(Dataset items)
BEGIN

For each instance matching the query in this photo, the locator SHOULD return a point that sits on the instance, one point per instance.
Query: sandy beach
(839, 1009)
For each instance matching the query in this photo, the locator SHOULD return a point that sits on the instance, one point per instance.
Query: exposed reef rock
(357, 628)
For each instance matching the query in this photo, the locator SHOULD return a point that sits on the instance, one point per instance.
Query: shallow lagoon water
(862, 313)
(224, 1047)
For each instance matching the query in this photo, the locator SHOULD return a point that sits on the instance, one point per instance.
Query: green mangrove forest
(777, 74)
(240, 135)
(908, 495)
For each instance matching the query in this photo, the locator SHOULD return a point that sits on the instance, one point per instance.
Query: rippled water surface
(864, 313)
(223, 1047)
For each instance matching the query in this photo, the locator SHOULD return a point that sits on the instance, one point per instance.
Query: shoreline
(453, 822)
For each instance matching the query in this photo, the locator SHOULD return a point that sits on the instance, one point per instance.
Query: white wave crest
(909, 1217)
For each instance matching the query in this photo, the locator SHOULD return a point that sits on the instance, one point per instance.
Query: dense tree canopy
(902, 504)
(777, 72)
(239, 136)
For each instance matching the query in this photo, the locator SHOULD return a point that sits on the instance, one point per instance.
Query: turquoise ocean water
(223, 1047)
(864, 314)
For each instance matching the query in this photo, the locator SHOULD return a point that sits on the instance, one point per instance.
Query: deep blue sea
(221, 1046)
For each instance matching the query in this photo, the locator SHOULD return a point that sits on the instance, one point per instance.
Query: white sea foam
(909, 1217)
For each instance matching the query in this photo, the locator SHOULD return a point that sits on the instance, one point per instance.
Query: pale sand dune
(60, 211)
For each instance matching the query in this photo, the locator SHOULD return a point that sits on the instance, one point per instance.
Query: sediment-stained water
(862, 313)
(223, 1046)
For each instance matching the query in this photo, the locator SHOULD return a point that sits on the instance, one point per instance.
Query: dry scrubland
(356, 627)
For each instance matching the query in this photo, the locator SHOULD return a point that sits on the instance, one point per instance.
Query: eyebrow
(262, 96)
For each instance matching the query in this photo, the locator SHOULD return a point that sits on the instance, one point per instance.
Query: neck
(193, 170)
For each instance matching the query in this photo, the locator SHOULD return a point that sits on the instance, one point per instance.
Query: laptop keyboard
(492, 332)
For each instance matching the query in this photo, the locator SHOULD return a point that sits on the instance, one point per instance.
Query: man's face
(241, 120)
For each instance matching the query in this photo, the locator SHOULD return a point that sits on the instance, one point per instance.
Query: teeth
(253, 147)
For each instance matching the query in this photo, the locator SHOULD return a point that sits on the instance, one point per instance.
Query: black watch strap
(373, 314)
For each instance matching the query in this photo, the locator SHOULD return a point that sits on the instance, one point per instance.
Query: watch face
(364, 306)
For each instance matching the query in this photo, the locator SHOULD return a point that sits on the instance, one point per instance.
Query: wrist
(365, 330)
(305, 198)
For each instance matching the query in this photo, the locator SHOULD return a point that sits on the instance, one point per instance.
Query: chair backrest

END

TASK PROMPT: Quote the data in full, keeping each word unchanged.

SOLUTION TO THIS PROBLEM:
For each instance matching the query in this photo, the locator SHOULD return a point that sits on the instance, one point per instance.
Query: sandy beach
(839, 1009)
For each instance matching the query in this photo, the locator SHOULD return a point that sits on the instance, one point per instance.
Query: exposed reef rock
(357, 628)
For each instance matching the query in this photo, the locator SHOULD return a point that sits on the instance, one point per instance.
Query: shallow lagoon water
(862, 313)
(224, 1047)
For each instance matching the query in this photo, the locator SHOULD return a point that sits on the instance, one point per instance.
Query: green mangrove forest
(777, 74)
(240, 135)
(908, 495)
For each instance matching the query in this photo, the locator SHOULD return a point that sits on the instance, one point per instance.
Query: rippled water surface
(864, 313)
(223, 1047)
For each instance matching the query in this photo, the locator SHOULD return a point that sits on the instance, one point per instance.
Query: shoreline
(453, 822)
For each instance matching the query in this photo, the locator SHOULD return a point that sits on the instance, one point per instance.
Query: white wave crest
(909, 1217)
For each instance matching the query in this photo, the locator SHOULD return a point that sits on the instance, one point per instance.
Query: dense tree canopy
(902, 504)
(777, 72)
(239, 136)
For each instance matching the query in this photo, the locator SHOULD return a point that sits on the instance, one point per instance.
Query: turquoise ocean water
(223, 1047)
(864, 314)
For each instance matching the query in this photo, the locator SHOULD return a point that sits on the instance, one point per instance.
Query: deep blue sea
(221, 1046)
For each instance matching the query in this photo, the locator SHOULD return a point that sits on the instance, one point per instance.
Query: white sea foam
(909, 1217)
For each instance matching the query in this photo, the locator SHOULD return a point that sits on the instance, one point per instance.
Query: pale sand dune
(60, 211)
For each instance matching the query in this photo, the locator SHOULD return a point that sits on the instance, one point per instance.
Query: sediment-stained water
(862, 313)
(223, 1046)
For each instance matching the query in this photo, the locator SHOULD return a point that sits on the instance, one point per instance.
Query: dry scrubland
(356, 627)
For each instance matching the query in this photo, the locator SHOULD return a point that sits on the instance, one point per instance.
Query: eyebrow
(262, 96)
For each instance matching the query in this photo, the locator SHOULD return a point that sits on the instance, one point per instance.
Query: neck
(193, 170)
For each instance matching the query in this photo, the locator SHOULD return a point that sits on the instance, one point per instance.
Query: laptop keyboard
(492, 332)
For each instance matching the query in this photo, the locator SHOULD return a point that sits on the instance, one point per instance.
Query: man's face
(241, 120)
For each instance matching the query in this photo, the locator SHOULD return a point that sits on the instance, one point per instance.
Query: teeth
(253, 147)
For each instance matching the query in this photo, the locator SHOULD return a point that sits on the instance, one point per instance.
Query: black watch strap
(373, 314)
For each instance matching the query in this photo, the locator SHOULD return a point that sits on the instance, one point per instance.
Query: watch face
(364, 306)
For each instance matching the query in this photo, the locator SHOULD return a point that sits on the instance, one point per instance.
Query: wrist
(365, 330)
(305, 198)
For each instance matching the query in this photo, the locator SHOULD return a point that sits on the instance, one point per instance.
Query: chair backrest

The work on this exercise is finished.